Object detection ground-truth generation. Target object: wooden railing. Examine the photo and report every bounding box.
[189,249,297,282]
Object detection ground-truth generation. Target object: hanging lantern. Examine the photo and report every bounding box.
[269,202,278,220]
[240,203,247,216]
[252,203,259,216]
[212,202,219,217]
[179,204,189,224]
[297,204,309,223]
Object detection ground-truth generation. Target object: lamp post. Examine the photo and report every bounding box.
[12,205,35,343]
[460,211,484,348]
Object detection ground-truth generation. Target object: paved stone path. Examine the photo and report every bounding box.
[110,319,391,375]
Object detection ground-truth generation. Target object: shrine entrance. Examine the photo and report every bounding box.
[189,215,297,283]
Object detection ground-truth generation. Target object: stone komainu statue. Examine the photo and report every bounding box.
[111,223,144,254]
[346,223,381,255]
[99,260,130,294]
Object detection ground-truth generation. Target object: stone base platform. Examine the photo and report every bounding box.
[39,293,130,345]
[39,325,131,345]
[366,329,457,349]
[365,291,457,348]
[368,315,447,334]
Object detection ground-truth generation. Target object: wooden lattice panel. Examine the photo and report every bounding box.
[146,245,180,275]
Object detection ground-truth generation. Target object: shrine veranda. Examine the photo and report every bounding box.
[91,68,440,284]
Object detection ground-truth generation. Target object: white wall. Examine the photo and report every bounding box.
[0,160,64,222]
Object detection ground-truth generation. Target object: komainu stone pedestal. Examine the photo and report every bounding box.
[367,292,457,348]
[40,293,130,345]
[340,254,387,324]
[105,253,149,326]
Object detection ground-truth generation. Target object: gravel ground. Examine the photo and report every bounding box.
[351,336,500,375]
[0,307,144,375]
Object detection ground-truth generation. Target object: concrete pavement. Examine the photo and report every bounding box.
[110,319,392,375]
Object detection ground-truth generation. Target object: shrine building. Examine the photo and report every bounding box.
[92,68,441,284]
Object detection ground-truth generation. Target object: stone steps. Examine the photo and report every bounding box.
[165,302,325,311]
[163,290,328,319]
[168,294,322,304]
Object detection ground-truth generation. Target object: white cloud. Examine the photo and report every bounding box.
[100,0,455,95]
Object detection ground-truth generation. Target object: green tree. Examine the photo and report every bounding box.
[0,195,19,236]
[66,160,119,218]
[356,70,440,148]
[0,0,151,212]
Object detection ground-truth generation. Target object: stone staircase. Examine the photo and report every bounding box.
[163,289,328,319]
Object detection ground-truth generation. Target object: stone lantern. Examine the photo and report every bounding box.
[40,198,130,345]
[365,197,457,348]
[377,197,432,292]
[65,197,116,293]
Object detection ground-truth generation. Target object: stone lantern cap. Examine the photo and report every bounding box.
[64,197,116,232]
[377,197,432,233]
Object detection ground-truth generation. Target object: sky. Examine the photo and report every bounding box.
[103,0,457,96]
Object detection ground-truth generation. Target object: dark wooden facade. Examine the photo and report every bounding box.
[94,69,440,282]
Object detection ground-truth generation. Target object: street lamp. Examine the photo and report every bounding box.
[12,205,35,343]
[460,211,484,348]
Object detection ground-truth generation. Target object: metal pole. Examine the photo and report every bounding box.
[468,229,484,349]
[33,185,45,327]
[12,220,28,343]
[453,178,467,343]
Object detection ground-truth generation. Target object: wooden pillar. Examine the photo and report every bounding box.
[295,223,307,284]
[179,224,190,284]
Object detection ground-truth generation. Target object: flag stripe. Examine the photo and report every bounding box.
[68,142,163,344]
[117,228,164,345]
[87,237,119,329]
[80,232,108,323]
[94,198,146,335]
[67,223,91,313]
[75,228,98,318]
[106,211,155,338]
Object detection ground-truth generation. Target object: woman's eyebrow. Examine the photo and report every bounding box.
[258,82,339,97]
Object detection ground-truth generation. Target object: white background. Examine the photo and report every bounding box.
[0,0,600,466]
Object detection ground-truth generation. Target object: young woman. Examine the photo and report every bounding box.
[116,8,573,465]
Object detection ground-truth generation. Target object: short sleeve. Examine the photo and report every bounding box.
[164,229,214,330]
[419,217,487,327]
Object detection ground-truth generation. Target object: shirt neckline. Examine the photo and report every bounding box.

Job: Turn all of the data above into a numbered list, leaving out any blank lines.

Final result:
1. Object detection ground-truth generation. Target object: wooden railing. Examine the photo and report every bounding box.
2. [189,249,297,282]
3. Object detection ground-truth generation. Target object: hanging lantern. Examine the photo and report every bounding box.
4. [269,202,278,220]
5. [240,203,247,216]
6. [252,203,259,216]
7. [212,202,219,217]
8. [179,204,189,224]
9. [297,204,309,223]
10. Object detection ground-truth generation. Target object: lamp post. Examine the photo and report every bounding box.
11. [12,205,35,343]
12. [460,211,484,348]
13. Object detection ground-truth generation. Target object: paved stone path. Examine the photo and report every bounding box.
14. [110,319,391,375]
15. Object detection ground-truth generation. Target object: shrine entrance. Examine the photo and report every bounding box.
16. [189,215,297,283]
17. Object detection ground-truth generation. Target object: stone komainu statue. Examine the photo and report every bounding box.
18. [111,223,144,254]
19. [346,223,381,255]
20. [99,260,130,294]
21. Object detection ground-truth generation. Target object: stone base platform. Examine the photo and report every bounding box.
22. [39,293,130,345]
23. [39,325,131,345]
24. [366,329,457,349]
25. [365,291,457,348]
26. [368,315,447,334]
27. Object detection ground-truth generation. Target object: wooden lattice panel. Examine the photo and report every bounding box.
28. [146,245,180,275]
29. Object detection ground-truth generation. Target object: shrine veranda. Examine the photo and report every bounding box.
30. [91,68,440,284]
31. Object detection ground-truth generation. Target object: white wall. Examine the photo and report every bounding box.
32. [0,160,64,222]
33. Object detection ground-truth generation. Target object: komainu stone pedestal. Examine the photo and report every bounding box.
34. [367,292,457,348]
35. [40,293,130,345]
36. [340,254,387,324]
37. [105,253,149,326]
38. Object detection ground-truth generation. Target object: gravel ground. Examine the photo and report every bounding box.
39. [351,336,500,375]
40. [0,307,144,375]
41. Object detection ground-truth generation. Target object: concrete pavement. Examine the photo and report every bounding box.
42. [110,319,392,375]
43. Object detection ground-truth generation. Target object: shrine building. Examine the photo and report every bounding box.
44. [92,68,441,284]
45. Object detection ground-truth generation. Target object: stone steps. Examine the photo and report every bounding box.
46. [165,302,325,311]
47. [163,290,328,319]
48. [168,294,322,304]
49. Object detection ground-truth generation. Target object: white cloud. Examine the photo and report every bounding box.
50. [100,0,455,95]
51. Object detection ground-truth generation. Target object: green tree. Examine the photo and report every bounding box.
52. [0,195,19,236]
53. [66,160,119,218]
54. [356,70,440,148]
55. [0,0,151,212]
56. Object detection ground-truth generation. Target object: stone staircase. Examine the photo and report every bounding box.
57. [163,289,328,319]
58. Object detection ground-truth generation. Target object: stone lantern. Examine the photo and report every bounding box.
59. [40,198,130,345]
60. [365,197,457,348]
61. [377,197,432,292]
62. [65,197,116,293]
63. Object detection ground-truth generation. Target object: stone lantern cap. Examine the photo and report every bounding box.
64. [64,197,116,232]
65. [377,197,432,233]
66. Object detection ground-truth generation. Target object: sky. Examine the photo and report every bounding box.
67. [103,0,457,96]
68. Object detection ground-truth generation. Target object: dark wooden facade. Examine the photo and report every bounding box.
69. [94,69,440,282]
70. Object detection ground-truth generation. Target object: street lamp. Examine the photo and report every bounding box.
71. [12,205,35,343]
72. [460,211,484,348]
73. Object detection ground-truth generation. Target object: metal pole. Examine the photo and report every bounding box.
74. [468,229,484,349]
75. [33,185,45,327]
76. [12,220,28,343]
77. [453,178,467,343]
78. Object detection ground-truth generation. Target object: wooden pillar. Examine the photo and report every bounding box.
79. [295,223,307,284]
80. [179,224,190,284]
81. Object detection ground-truth generation. Target object: flag stripe. Examine the photo and report every bounding box.
82. [68,142,163,344]
83. [117,228,164,345]
84. [87,237,119,329]
85. [80,232,108,323]
86. [94,198,146,335]
87. [67,223,91,313]
88. [75,228,98,318]
89. [106,211,155,338]
90. Object detection ground-truth generation. Target object: woman's eyebrow. Examine the photo and report every bounding box.
91. [258,82,339,97]
92. Object detection ground-truth generation. Target object: white background. Examine the photo and report every bounding box.
93. [0,0,600,466]
94. Object detection ground-truth generation. Target object: young woman. Examine the photo and report every bounding box.
95. [116,8,573,465]
96. Object detection ground-truth generation. Target object: short sleeve. Examine the photo and report every bounding box.
97. [164,229,214,330]
98. [419,217,487,327]
99. Object detection ground-truth generation. Target object: shirt neckline. Examine the photo and report every bounding box.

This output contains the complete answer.